> **The problem**: Copy out every row below word for word, changing nothing.

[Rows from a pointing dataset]
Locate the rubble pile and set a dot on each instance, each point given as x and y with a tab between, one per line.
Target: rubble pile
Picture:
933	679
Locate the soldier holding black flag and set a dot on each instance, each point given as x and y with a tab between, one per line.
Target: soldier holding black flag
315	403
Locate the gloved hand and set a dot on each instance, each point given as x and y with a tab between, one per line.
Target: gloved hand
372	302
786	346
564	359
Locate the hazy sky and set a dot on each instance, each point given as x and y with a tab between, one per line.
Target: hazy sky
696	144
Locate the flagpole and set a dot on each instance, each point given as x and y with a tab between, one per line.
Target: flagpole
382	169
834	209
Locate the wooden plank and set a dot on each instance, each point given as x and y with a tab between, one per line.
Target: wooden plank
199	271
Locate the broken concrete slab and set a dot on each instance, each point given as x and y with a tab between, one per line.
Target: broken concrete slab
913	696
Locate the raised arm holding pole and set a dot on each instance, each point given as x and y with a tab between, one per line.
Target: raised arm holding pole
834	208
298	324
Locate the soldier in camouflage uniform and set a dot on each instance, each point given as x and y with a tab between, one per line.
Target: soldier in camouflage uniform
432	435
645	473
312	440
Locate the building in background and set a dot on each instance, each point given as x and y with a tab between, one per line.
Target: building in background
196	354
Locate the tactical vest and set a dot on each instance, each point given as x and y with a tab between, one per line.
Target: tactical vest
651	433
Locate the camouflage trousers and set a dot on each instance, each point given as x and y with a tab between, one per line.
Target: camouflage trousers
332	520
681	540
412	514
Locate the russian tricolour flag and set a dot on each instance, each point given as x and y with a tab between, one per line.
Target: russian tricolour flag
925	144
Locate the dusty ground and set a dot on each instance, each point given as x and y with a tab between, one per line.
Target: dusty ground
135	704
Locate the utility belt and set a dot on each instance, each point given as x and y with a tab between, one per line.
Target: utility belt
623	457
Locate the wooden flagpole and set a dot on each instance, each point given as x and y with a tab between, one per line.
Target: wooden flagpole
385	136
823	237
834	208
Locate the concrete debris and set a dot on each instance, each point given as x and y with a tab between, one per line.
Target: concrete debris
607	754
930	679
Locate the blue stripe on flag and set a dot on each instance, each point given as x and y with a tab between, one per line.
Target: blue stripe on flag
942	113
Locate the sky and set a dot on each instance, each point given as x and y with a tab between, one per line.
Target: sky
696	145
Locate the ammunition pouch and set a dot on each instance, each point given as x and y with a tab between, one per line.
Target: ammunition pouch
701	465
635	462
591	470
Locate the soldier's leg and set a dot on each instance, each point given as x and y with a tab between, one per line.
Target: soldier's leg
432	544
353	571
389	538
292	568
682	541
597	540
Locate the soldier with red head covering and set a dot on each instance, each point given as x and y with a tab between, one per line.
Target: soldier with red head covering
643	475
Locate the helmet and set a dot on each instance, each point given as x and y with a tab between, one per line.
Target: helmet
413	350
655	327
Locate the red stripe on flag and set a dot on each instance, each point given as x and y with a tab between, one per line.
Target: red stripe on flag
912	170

> **Full response**:
Locate the rubble pile and set a dot on each instance, each point given as x and y with a tab between, one per line.
Target: rubble pile
Picture:
933	679
Locate the soldier holding black flag and set a dot on each instance, each point given as x and y with a tab between, one per line.
Target: soldier holding black flag
315	403
Locate the gloved hand and set a dot on each instance, each point given as x and y with a tab between, one per line.
Target: gloved hand
372	302
786	346
564	359
Locate the hazy sky and set a dot on each instance, each point given as x and y with a tab between, one per line.
Target: hazy sky
696	144
Locate the flagpole and set a dot on each instance, each point given as x and y with a tab between, one per line.
Target: flagpole
382	169
834	209
Locate the wooden plank and set a dot on each instance, each point given as x and y with a tab between, one per line.
Target: wooden plank
199	271
Locate the broken concrete slab and set a dot on each instance, each point given as x and y with a tab between, one per line.
Target: broken concrete slab
913	696
Locate the raised arm holding pole and set a dot on each instance, each point given as x and y with a tab between, one per line.
Target: raised arm holding pole
834	208
298	324
Locate the soldier in camouflage uniform and set a dot on each instance, each point given as x and y with a tab between, one per line.
Target: soldier in camouflage uniform
432	435
645	473
312	440
Locate the building in background and set a dot on each instance, each point given as x and y with a tab between, one per line.
Target: building in background
196	354
Locate the tactical vest and set a dot on each instance, each point given as x and y with a tab between, one per line.
Target: tactical vest
651	433
Locate the camouflage trousers and set a dot on each instance, each point given as x and y with a tab between, one per line.
Target: camouflage trousers
332	520
681	540
412	514
Locate the russian tricolour flag and set a dot on each instance, each point given as x and y with a tab between, one per line.
Target: russian tricolour flag
925	144
Locate the dusty ground and set a dot on each instance, each point given as x and y with a tab between, one per line.
Target: dusty ground
135	704
Locate the utility belt and set a dot on each instance, each point given as x and y with a tab between, one per line.
Target: utility belt
623	457
Locate the wooden flagpole and set a dot on each instance, each point given as x and y with a tab between, one per line.
Target: wooden flagpole
385	136
823	237
834	208
Locate the concrete debris and set a dot on each instance, each point given as x and y with a tab between, one per line.
Target: concrete debris
607	754
930	679
Locate the blue stripe on flag and set a dot on each instance, each point given as x and y with a tab between, one per line.
Target: blue stripe on flag
942	113
Locate the sky and set a dot on each instance, each point given as x and y with a tab between, one per line.
Target: sky
696	145
Locate the ammunition pouch and set a dot on each instance, each point given as x and y with a tab between, one per line.
Target: ammunition pouch
701	465
635	462
591	470
Locate the soldier's leg and set a dot on each instance, each point given as x and y with a tab between, one per line.
Target: soldier's leg
432	544
353	571
389	538
292	568
682	541
597	540
Locate the soldier with red head covering and set a dot on each instance, each point given as x and y with a tab between, one per line.
Target: soldier with red head covering
643	475
Locate the helmet and set a dot on each instance, each point given as x and y with a tab between, one per line.
Target: helmet
413	350
655	327
Locate the red stripe on flag and set a dot on each instance, each point given as x and y with a tab between, one per line.
Target: red stripe on flag
912	170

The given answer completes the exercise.